• _Exercise_:
Return every line of the material below that contains the word "blue".

• _Supplied material_:
'''

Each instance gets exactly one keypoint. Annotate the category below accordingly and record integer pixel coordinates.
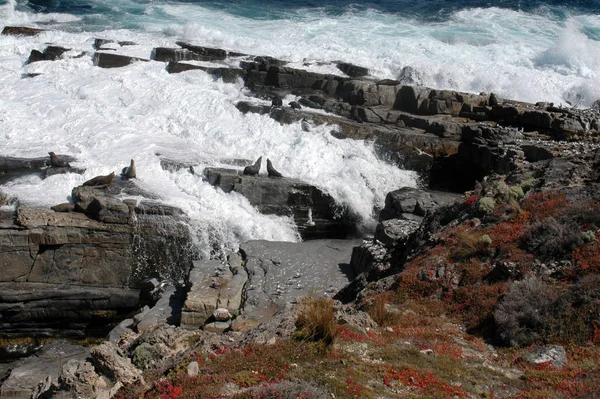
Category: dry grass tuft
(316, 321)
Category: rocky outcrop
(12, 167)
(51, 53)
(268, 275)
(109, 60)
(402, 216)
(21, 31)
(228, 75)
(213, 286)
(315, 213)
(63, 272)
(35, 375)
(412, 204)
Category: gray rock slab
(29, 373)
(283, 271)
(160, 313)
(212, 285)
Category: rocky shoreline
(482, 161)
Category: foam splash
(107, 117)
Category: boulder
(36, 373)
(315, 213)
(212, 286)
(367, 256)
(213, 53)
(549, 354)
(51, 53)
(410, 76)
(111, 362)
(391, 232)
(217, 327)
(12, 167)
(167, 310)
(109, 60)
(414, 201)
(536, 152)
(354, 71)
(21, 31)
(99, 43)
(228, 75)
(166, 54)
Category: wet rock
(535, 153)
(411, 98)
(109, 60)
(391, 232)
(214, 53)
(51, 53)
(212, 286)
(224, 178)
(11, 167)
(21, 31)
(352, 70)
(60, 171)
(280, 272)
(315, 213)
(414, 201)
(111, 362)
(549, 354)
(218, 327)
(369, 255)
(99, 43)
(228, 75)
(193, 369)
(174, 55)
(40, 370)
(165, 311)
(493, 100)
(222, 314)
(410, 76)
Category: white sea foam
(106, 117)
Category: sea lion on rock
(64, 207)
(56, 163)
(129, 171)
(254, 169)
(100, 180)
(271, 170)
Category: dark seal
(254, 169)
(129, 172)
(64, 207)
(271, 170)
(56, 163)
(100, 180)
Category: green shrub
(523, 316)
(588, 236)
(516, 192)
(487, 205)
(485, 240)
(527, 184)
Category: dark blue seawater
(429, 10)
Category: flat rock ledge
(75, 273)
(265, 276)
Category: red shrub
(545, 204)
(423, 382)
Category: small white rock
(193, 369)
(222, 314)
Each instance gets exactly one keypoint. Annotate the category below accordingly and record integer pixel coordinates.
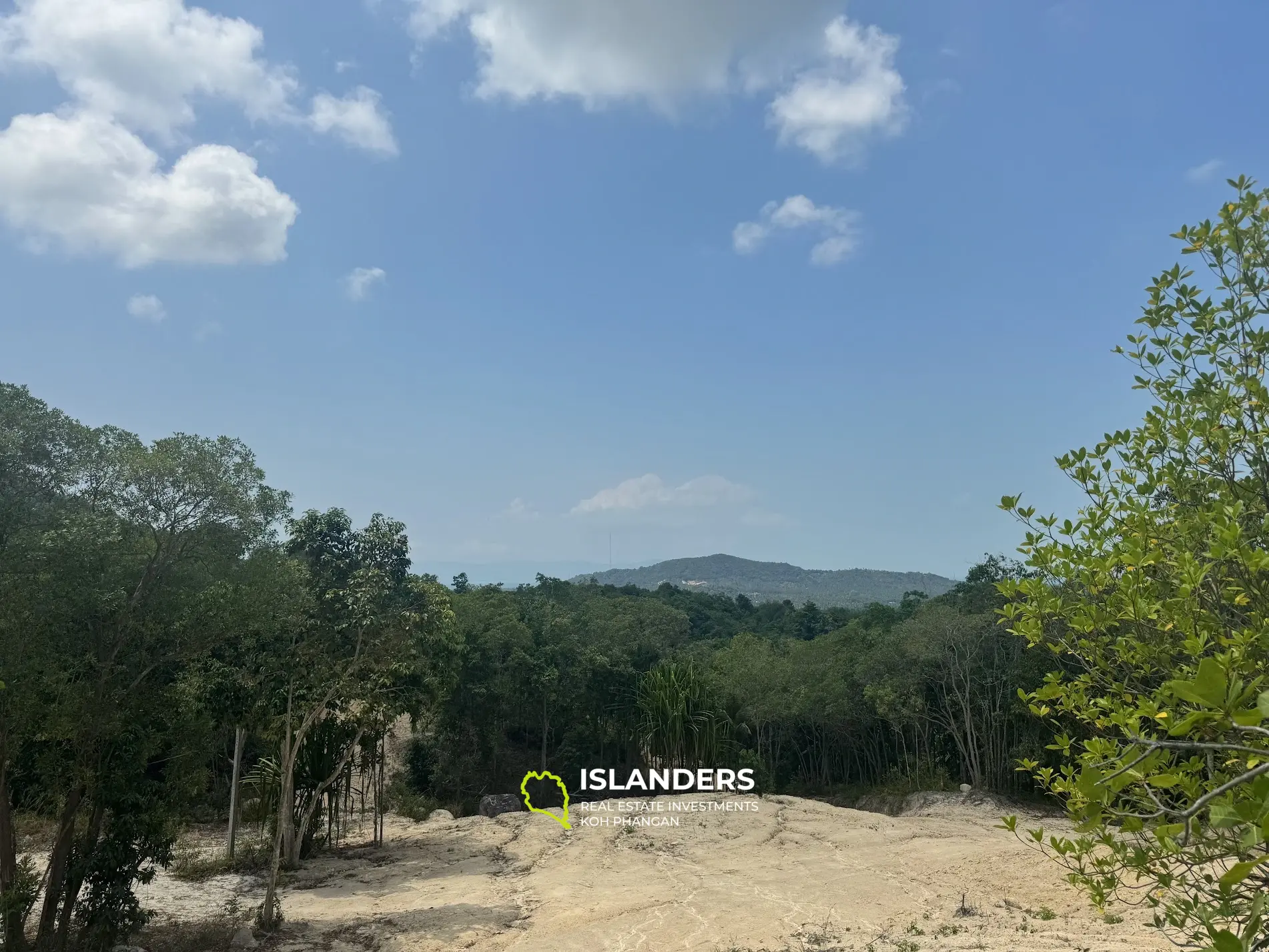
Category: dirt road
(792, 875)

'''
'''

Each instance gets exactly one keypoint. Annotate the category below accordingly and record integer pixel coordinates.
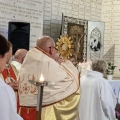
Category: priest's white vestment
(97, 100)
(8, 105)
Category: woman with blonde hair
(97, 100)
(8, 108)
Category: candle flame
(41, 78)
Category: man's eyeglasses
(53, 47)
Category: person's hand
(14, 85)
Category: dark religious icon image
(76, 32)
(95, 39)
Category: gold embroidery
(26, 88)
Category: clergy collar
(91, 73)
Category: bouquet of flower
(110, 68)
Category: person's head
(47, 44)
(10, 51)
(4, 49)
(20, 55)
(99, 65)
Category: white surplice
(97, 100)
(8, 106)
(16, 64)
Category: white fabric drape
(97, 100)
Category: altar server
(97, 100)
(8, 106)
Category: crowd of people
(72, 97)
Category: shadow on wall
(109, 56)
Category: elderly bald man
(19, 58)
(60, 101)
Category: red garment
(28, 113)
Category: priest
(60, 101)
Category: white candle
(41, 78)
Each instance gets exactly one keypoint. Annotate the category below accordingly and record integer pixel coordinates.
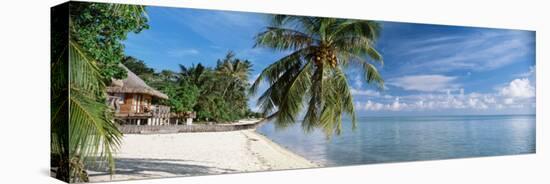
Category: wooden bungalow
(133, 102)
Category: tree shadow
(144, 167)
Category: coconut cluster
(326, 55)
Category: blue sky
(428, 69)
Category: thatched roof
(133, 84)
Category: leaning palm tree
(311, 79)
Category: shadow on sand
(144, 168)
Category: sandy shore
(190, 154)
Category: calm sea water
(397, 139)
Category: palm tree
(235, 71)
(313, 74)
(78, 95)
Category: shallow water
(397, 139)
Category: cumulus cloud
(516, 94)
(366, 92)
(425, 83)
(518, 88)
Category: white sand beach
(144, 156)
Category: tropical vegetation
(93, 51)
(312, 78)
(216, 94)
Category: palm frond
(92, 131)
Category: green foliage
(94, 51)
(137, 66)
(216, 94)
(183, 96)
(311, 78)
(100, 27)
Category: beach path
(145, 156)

'''
'''

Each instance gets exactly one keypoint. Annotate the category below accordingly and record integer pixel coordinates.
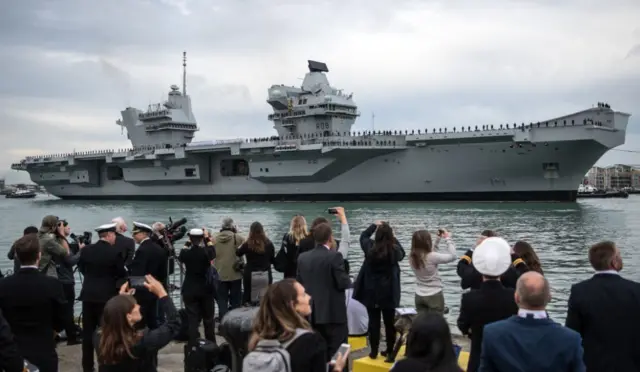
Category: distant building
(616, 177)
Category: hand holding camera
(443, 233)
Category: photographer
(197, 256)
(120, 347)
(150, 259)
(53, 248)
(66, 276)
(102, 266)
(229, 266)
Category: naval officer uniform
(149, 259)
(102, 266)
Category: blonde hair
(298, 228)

'''

• _Answer to the exercise_:
Category: dark blue seawater
Category: blue sky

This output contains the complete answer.